Whenever a line in the entries below contains "over", copy that line.

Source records
>>>
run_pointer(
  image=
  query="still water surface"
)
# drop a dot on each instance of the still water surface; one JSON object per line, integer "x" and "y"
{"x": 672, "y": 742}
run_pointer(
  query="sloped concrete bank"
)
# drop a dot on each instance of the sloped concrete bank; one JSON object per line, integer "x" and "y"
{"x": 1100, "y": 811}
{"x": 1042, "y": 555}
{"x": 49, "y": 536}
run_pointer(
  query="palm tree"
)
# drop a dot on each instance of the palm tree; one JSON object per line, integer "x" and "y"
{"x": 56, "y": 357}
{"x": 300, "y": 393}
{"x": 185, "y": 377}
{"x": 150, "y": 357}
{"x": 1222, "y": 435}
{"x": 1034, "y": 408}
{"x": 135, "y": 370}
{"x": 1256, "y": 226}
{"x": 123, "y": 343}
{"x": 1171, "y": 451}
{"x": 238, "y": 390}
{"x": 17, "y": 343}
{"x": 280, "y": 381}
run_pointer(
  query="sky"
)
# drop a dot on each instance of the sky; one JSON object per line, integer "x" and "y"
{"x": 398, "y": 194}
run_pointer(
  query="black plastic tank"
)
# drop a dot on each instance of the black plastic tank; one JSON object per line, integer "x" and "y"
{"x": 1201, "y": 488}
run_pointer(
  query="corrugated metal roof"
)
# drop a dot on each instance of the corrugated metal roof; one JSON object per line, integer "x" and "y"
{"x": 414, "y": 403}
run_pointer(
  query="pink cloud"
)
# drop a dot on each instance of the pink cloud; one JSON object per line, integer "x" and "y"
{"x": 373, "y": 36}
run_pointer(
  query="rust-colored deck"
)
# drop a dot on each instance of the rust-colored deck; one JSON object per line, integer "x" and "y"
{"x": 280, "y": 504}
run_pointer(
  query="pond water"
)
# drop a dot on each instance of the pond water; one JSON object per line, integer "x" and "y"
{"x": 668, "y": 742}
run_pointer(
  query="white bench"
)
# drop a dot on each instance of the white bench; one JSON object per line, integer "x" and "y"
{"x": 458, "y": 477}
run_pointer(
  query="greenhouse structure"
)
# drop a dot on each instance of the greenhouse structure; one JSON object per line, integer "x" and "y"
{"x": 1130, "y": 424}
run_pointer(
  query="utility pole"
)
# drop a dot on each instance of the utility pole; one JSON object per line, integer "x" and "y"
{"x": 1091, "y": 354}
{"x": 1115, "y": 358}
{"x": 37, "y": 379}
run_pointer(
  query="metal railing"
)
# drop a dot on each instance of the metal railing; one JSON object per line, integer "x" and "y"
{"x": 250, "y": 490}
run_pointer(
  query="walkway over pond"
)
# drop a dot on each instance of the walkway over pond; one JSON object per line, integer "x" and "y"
<<<
[Answer to this problem]
  query="walkway over pond"
# drop a dot on each instance of the walkway over pond; one JSON object per line, integer "x" and "y"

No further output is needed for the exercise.